ACTION ITEM. Please quote exactly the lines below from the line containing "Query: green foliage" to the line containing "the woman in", both lines included, and nothing else.

═════ ENTRIES SUPPLIED

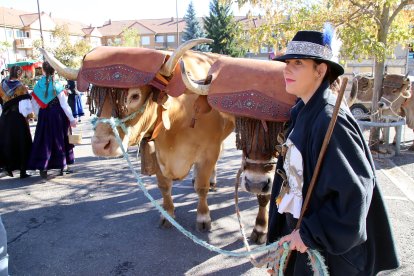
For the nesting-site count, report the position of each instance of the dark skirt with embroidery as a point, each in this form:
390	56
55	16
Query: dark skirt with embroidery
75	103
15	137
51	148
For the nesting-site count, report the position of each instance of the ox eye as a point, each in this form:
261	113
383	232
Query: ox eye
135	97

══════════
═════ ENTRIES SUPPLIED

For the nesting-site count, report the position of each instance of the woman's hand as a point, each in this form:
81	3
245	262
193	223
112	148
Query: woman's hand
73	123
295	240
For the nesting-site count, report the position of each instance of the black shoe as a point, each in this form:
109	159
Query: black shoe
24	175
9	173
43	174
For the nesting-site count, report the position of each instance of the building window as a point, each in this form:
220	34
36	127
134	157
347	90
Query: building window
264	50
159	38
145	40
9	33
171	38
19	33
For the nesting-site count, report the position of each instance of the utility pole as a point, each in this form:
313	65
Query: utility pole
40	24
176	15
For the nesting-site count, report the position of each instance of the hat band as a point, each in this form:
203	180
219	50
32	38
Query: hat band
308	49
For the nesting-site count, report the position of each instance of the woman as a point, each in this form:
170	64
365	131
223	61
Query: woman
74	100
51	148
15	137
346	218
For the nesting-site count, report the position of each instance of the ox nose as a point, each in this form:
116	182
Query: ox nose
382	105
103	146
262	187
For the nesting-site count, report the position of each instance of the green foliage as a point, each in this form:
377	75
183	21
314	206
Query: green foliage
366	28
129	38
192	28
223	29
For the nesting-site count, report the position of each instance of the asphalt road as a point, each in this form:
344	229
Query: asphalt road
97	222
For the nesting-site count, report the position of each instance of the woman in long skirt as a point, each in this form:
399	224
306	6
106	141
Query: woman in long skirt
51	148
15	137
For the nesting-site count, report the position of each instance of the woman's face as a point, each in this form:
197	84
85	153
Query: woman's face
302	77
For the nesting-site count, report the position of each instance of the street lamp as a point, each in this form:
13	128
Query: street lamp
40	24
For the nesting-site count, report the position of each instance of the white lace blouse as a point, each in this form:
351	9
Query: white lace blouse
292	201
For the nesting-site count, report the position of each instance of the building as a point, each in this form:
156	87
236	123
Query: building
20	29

══════════

SOLVED PROBLEM.
Query: green foliage
366	28
129	38
192	28
223	29
For the nesting-site count, report the position of each instance of the asphalt road as a point, each in this form:
344	229
Query: asphalt road
97	222
For the nesting-site count, report the position of each instance of the woman in long skirt as a point, each in this form:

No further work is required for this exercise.